以下の項目から、文字列 "block" を含む行をすべて報告する。大文字と小文字は区別する。

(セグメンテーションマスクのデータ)
######

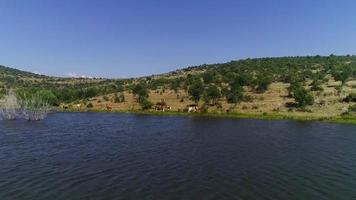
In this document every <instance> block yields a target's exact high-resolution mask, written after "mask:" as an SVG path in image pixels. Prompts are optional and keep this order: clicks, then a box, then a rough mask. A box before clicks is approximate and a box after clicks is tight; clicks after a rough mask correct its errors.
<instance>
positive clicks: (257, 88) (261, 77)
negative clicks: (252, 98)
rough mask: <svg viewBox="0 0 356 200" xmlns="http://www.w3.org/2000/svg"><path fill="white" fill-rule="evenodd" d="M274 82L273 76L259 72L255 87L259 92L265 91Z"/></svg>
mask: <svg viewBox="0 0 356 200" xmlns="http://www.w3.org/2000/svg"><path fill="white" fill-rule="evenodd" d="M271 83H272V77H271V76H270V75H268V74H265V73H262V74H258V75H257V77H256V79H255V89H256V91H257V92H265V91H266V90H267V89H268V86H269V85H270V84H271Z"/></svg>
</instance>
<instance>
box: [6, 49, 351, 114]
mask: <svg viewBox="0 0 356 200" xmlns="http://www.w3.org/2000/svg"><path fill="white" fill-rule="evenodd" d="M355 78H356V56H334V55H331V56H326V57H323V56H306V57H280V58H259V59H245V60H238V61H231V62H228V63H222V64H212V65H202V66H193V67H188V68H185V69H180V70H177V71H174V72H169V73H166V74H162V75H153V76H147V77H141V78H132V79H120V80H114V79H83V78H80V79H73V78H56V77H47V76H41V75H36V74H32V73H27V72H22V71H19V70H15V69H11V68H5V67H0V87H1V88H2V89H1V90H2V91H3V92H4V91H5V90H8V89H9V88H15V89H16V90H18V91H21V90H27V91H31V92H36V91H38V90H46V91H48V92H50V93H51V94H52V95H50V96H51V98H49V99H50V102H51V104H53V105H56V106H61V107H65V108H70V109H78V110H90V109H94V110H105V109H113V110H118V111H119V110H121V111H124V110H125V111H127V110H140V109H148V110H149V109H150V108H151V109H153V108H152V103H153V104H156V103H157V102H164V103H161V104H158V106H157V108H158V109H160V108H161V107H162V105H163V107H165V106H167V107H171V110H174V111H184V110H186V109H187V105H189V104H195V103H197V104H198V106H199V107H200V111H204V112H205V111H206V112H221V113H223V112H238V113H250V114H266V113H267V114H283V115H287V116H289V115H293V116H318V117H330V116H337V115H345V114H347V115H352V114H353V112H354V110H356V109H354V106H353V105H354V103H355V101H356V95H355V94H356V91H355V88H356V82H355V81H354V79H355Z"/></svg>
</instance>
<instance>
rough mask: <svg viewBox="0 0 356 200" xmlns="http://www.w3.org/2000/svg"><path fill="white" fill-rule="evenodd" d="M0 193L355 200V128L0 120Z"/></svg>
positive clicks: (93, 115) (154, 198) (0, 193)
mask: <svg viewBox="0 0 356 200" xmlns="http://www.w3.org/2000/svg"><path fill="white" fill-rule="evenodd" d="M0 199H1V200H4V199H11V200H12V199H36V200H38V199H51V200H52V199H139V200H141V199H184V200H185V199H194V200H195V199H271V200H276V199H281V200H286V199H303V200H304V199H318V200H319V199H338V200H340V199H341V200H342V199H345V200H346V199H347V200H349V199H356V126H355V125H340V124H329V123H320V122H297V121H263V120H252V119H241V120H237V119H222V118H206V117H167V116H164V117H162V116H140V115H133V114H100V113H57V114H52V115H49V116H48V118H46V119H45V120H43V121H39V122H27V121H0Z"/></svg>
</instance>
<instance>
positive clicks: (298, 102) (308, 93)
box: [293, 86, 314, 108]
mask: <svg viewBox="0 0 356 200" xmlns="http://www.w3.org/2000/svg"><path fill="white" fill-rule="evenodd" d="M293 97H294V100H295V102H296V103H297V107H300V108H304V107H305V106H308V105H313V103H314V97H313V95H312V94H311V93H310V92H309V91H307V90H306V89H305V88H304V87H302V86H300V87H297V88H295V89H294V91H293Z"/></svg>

######

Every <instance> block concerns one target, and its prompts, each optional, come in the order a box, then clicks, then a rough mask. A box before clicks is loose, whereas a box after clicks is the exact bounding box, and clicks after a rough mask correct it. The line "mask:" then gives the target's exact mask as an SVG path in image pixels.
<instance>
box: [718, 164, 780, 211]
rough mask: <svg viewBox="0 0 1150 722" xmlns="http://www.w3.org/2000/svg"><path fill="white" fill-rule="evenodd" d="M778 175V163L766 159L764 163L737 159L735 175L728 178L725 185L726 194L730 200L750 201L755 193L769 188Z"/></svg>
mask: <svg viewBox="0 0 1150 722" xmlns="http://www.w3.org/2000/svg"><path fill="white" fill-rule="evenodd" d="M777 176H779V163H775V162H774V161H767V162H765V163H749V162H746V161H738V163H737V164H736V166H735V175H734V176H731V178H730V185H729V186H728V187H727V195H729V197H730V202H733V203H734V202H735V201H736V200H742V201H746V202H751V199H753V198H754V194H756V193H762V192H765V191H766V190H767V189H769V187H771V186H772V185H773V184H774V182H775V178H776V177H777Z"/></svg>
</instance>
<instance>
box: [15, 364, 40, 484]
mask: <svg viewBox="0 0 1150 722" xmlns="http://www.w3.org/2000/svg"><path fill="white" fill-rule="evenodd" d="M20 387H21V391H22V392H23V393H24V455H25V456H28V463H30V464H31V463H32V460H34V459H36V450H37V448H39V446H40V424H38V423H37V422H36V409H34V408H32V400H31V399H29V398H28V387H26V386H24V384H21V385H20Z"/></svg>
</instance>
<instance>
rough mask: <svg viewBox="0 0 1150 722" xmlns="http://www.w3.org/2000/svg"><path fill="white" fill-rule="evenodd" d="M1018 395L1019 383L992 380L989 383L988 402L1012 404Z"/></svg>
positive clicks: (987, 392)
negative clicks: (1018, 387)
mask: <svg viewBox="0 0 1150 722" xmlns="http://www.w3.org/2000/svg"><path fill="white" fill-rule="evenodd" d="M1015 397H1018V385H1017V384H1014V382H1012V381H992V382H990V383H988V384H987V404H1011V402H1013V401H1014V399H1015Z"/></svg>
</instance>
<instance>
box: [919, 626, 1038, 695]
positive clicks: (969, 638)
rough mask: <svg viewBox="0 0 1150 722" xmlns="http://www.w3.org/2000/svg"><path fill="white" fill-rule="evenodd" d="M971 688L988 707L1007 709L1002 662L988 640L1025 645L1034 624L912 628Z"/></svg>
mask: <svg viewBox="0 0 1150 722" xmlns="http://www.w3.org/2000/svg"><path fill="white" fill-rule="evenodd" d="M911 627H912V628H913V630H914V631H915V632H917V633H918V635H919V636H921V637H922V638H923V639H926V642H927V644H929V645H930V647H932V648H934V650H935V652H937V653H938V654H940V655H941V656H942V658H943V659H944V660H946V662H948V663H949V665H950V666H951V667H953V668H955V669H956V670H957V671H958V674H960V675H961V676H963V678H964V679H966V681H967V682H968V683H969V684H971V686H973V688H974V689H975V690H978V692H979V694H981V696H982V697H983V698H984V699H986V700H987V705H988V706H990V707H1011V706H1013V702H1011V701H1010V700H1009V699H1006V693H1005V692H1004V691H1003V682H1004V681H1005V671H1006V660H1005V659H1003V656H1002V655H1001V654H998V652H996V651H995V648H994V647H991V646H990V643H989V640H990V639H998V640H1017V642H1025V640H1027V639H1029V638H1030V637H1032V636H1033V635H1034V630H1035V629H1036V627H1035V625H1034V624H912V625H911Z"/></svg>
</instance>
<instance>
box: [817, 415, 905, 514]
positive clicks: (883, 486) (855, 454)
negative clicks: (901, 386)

######

• _課題の結果_:
In this document every <instance> block yields a target's exact high-resolution mask, written after "mask:" as an SVG path in image pixels. Prompts are optional and keep this order: clicks, then a box, then a rough mask. A box before clicks is approximate and a box after clicks is tight; clicks after a rough mask correct its errors.
Every <instance> block concerns one target, and its prompts, each optional, come in the order a box, then clicks, then a rough mask. A box before clicks is loose, whereas a box after clicks is the exact bounding box, and clicks after a rough mask correct it. The line "mask:" then gives the target's exact mask as an SVG path in image pixels.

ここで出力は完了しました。